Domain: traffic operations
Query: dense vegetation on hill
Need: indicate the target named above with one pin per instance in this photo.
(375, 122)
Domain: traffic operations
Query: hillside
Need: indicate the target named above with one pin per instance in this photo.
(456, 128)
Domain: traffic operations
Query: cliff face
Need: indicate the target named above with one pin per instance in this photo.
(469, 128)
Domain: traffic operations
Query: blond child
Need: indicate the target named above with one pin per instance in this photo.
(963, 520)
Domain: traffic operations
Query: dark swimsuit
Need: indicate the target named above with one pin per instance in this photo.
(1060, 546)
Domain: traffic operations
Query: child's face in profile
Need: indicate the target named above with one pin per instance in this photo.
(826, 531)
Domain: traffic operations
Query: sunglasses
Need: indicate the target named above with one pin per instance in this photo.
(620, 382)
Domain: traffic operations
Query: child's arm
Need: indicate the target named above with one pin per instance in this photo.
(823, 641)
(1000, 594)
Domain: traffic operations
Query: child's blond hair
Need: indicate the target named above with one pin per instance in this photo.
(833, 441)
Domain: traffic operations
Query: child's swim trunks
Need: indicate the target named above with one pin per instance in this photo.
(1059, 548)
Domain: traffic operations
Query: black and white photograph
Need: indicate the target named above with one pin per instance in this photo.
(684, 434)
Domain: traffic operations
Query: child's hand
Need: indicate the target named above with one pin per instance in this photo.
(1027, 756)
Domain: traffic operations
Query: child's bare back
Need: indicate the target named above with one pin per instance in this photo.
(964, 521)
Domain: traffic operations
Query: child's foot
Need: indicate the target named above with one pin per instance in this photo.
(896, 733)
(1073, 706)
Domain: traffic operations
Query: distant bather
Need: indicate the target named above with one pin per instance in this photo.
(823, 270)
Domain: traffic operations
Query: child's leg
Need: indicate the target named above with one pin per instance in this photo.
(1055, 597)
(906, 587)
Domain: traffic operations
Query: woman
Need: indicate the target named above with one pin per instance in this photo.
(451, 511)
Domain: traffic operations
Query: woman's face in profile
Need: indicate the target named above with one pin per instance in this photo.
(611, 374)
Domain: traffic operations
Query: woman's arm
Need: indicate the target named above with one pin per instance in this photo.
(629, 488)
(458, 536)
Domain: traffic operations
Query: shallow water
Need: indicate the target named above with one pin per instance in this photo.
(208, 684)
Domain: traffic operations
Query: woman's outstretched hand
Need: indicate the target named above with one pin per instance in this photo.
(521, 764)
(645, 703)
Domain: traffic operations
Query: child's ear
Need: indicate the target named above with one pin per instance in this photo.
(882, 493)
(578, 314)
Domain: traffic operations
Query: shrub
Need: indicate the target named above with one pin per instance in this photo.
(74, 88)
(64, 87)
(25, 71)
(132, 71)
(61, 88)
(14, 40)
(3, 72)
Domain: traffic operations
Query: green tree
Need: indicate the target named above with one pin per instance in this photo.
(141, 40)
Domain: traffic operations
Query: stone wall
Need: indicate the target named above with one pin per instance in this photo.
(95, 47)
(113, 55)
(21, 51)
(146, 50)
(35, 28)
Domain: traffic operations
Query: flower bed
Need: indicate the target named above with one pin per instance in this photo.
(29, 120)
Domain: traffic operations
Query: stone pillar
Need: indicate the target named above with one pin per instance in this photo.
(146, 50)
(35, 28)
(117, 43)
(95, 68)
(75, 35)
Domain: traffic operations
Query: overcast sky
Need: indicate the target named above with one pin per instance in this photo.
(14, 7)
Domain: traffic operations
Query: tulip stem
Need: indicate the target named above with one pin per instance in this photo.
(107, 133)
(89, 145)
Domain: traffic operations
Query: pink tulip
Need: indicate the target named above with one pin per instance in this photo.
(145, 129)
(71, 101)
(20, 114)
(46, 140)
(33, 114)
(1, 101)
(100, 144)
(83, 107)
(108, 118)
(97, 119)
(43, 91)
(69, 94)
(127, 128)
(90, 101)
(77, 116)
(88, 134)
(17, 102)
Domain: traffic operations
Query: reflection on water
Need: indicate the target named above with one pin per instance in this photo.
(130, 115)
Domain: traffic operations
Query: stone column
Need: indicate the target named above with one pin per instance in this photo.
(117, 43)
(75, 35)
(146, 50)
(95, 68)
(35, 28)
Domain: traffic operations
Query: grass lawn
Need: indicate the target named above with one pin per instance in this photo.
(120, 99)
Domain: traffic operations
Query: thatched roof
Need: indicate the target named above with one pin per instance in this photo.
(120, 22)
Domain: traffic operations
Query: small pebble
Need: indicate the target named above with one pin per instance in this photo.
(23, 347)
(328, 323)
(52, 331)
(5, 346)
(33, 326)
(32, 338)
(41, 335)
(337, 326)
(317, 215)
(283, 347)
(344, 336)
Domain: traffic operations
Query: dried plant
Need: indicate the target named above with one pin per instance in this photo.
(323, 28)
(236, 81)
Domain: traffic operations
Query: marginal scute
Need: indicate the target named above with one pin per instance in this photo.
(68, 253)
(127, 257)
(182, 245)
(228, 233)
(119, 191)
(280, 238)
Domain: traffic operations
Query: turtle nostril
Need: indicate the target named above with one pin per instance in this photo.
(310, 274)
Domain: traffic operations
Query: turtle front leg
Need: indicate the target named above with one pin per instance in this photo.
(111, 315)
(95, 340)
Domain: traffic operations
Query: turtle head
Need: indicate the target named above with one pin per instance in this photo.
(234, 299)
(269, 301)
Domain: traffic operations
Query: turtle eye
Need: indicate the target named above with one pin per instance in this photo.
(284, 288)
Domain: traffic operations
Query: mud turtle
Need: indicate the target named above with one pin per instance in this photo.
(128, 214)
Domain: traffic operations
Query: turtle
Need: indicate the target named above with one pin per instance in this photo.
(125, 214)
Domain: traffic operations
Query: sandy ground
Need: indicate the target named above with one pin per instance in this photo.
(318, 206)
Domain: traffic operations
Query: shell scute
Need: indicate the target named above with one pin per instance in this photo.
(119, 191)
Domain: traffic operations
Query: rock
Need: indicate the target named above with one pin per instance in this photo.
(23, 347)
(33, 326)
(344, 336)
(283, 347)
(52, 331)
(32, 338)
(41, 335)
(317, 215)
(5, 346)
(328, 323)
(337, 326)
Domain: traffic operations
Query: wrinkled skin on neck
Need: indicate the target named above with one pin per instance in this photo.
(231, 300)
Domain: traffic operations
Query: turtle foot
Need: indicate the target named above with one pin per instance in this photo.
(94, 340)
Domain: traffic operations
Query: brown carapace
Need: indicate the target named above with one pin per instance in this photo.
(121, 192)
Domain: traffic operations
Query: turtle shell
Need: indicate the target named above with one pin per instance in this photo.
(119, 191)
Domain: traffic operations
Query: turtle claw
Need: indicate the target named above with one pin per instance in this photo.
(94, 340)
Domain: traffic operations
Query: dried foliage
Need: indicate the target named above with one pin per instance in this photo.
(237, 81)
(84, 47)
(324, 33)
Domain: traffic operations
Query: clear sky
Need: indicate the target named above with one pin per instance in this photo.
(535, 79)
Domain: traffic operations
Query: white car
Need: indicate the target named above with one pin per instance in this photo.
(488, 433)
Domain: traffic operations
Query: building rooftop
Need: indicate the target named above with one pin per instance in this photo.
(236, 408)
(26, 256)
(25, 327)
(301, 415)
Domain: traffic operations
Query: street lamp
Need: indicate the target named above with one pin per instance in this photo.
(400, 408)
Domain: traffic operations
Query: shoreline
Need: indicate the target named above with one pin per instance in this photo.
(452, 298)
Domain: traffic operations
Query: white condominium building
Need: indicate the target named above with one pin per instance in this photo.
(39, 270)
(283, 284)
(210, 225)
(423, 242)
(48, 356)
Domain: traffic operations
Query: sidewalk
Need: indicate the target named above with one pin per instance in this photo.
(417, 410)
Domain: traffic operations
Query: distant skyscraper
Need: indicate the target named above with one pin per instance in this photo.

▬▬▬▬▬▬

* _Problem requirements_
Return the lines above exactly, keeping every word.

* _Output for this task_
Domain: traffic operations
Query: dense vegetation on hill
Need: indicate the target named above with one pin per instance in this photo.
(375, 122)
Domain: traffic operations
Query: hillside
Need: indicate the target named above with one pin per instance in this photo.
(456, 128)
Domain: traffic operations
Query: cliff face
Need: indicate the target named above with one pin per instance in this photo.
(469, 128)
Domain: traffic operations
Query: blond child
Need: indicate the target named above with one pin per instance in this photo.
(963, 520)
Domain: traffic operations
Query: dark swimsuit
Need: indicate the target named above with one pin per instance in this photo.
(1060, 546)
Domain: traffic operations
Query: child's face in profile
Need: indicate the target named above with one pin per instance in this photo.
(826, 531)
Domain: traffic operations
Query: sunglasses
Need: indicate the target named above with one pin per instance in this photo.
(620, 382)
Domain: traffic operations
Query: child's arm
Need: indicate the target named above with one pin per instance in this photo.
(823, 641)
(1000, 594)
Domain: traffic operations
Query: child's blond hair
Need: indicate the target named above with one pin per instance in this photo.
(833, 441)
Domain: traffic operations
Query: child's swim trunks
Need: indicate the target named above with one pin per instance in this photo.
(1059, 548)
Domain: traffic operations
Query: black and white photograph
Need: indicate the target named above with one pin per instance in this photo.
(684, 434)
Domain: traffic operations
Query: child's hand
Need: indicate the target named above with one pin per instance in this photo.
(1027, 756)
Domain: traffic operations
Query: child's bare back
Need: indicate the target named above with one pin per instance in this photo.
(964, 521)
Domain: traffic operations
Query: child's foot
Need: indicate the target named above with one pin per instance in this photo.
(896, 733)
(1073, 706)
Domain: traffic operations
Query: distant bather
Need: indicate the target named above with one pin per instance in this photo.
(823, 270)
Domain: traffic operations
Query: child's leg
Need: indicate the target named above with one pin per instance in this photo.
(1055, 597)
(906, 587)
Domain: traffic operations
Query: woman
Need: indicate the target named above with one pin per instance in this photo.
(451, 511)
Domain: traffic operations
Query: woman's face in profile
Need: indicate the target named above with one pin per instance in this photo.
(611, 374)
Domain: traffic operations
Query: woman's arm
Need: indicate the target named above with one pin per instance in this photo.
(629, 488)
(458, 536)
Domain: traffic operations
Query: shallow water
Need: indicate the target named above with one pin per instance in this photo.
(208, 684)
Domain: traffic operations
Query: woman's outstretched hand
Need: indicate the target named above with one pin per instance in this photo.
(521, 764)
(645, 703)
Domain: traffic operations
Query: child's ear
Need: indicate the target named above with one pin per instance in this photo.
(882, 493)
(578, 314)
Domain: traffic operations
Query: shrub
Need: indicate the target named above with one pin per instance in this photo.
(74, 88)
(64, 87)
(25, 71)
(132, 71)
(61, 88)
(14, 40)
(3, 72)
Domain: traffic operations
Query: green tree
Need: indicate the target named above with one pin per instance in this photo.
(141, 40)
Domain: traffic operations
Query: stone wall
Need: indicate the target named above with one pin per instance in this photo.
(95, 47)
(113, 55)
(21, 51)
(146, 50)
(35, 28)
Domain: traffic operations
Query: flower bed
Need: indicate the target named above with one pin per instance in this photo.
(29, 120)
Domain: traffic operations
Query: stone pillar
Need: indicate the target named above with one pin per instance in this photo.
(146, 50)
(35, 28)
(117, 43)
(95, 68)
(75, 35)
Domain: traffic operations
Query: overcast sky
Need: indicate the target named above with one pin per instance in this photo.
(14, 7)
Domain: traffic operations
Query: tulip stem
Need: indicate the target named above with one pin per instance in this photo.
(107, 133)
(89, 145)
Domain: traffic operations
Query: pink tulip
Need: indicate the target named above with one pin per instance in this photo.
(145, 129)
(71, 101)
(20, 114)
(46, 140)
(33, 114)
(1, 101)
(100, 144)
(83, 107)
(108, 118)
(97, 119)
(43, 91)
(69, 94)
(127, 128)
(90, 101)
(77, 116)
(88, 134)
(17, 102)
Domain: traffic operations
Query: reflection on water
Need: indicate the target named above with one pin per instance in this photo.
(130, 115)
Domain: traffic operations
Query: stone column
Need: indicate the target named above with one pin per instance in this photo.
(117, 43)
(75, 35)
(146, 50)
(95, 68)
(35, 28)
Domain: traffic operations
Query: grass lawn
Need: indicate the target named above with one pin per instance in this photo.
(120, 99)
Domain: traffic operations
Query: thatched roof
Need: indicate the target named above with one pin per instance in this photo.
(120, 22)
Domain: traffic operations
Query: small pebble
Need: indicate the target named above with one pin per instance in this photo.
(23, 347)
(328, 323)
(52, 331)
(5, 346)
(33, 326)
(32, 338)
(41, 335)
(337, 326)
(317, 215)
(283, 347)
(344, 336)
Domain: traffic operations
Query: dried plant
Need: indicate the target named above with one pin per instance in this photo.
(323, 28)
(236, 81)
Domain: traffic operations
Query: marginal scute
Need: indicate the target named above with one pin per instance in this photo.
(68, 253)
(127, 257)
(182, 245)
(228, 233)
(119, 191)
(280, 238)
Domain: traffic operations
Query: turtle nostril
Need: indicate the target named above with one pin per instance in this photo.
(310, 274)
Domain: traffic operations
Query: turtle front leg
Need: indicate the target named above with one pin per instance in this photo.
(111, 315)
(95, 340)
Domain: traffic operations
Query: turtle head
Need: indicate the target named above with one pin per instance in this photo.
(234, 299)
(269, 301)
Domain: traffic operations
Query: turtle eye
Need: indicate the target named above with one pin per instance in this photo.
(284, 288)
Domain: traffic operations
Query: mud turtle
Need: indicate the target named above with one pin per instance in this photo.
(128, 214)
Domain: traffic operations
Query: turtle
Need: indicate the target named above with one pin per instance in this photo.
(125, 214)
Domain: traffic operations
Query: sandy ground
Need: indicate the target named above with one pin per instance in this photo.
(318, 206)
Domain: traffic operations
Query: shell scute
Need: indicate the target named above with one pin per instance in this photo.
(119, 191)
Domain: traffic operations
Query: rock
Need: indicate the target named above with one pin per instance in this photo.
(23, 347)
(33, 326)
(344, 336)
(283, 347)
(52, 331)
(32, 338)
(41, 335)
(317, 215)
(5, 346)
(328, 323)
(337, 326)
Domain: traffic operations
Query: wrinkled skin on neck
Need: indicate the target named above with one pin per instance in this photo.
(231, 300)
Domain: traffic operations
Query: turtle foot
Need: indicate the target named above with one pin per instance in this photo.
(94, 340)
Domain: traffic operations
Query: brown carapace
Need: indicate the target named above with one pin per instance in this photo.
(121, 192)
Domain: traffic operations
Query: turtle shell
Need: indicate the target named above with one pin per instance in this photo.
(119, 191)
Domain: traffic operations
Query: turtle claw
Need: indicate the target named above with one pin per instance in this photo.
(94, 340)
Domain: traffic operations
Query: dried foliage
Need: indicate the target named above with one pin per instance in this photo.
(237, 81)
(84, 47)
(324, 33)
Domain: traffic operations
Query: clear sky
Need: indicate the target named above with one pin per instance in this photo.
(535, 79)
Domain: traffic operations
Query: white car
Need: indicate the target named above with one pin per instance in this photo.
(488, 433)
Domain: traffic operations
Query: building rooftop
Need: indicate the target named above with one pin per instance in this photo.
(236, 408)
(26, 256)
(25, 327)
(301, 415)
Domain: traffic operations
Query: street lamp
Need: indicate the target named above with one pin per instance in this photo.
(400, 408)
Domain: traffic operations
Query: shoreline
Need: indicate the target named above with one pin per instance in this photo.
(452, 298)
Domain: traffic operations
Query: white condominium building
Need: indicate the target named above with one pin per instance in this photo.
(39, 270)
(283, 284)
(210, 225)
(423, 242)
(48, 356)
Domain: traffic operations
Query: sidewalk
Need: indicate the target named above with one pin per instance in this photo.
(417, 410)
Domain: traffic operations
Query: distant skyscraper
Need: indicate the target named above with one pin per instance in this photo.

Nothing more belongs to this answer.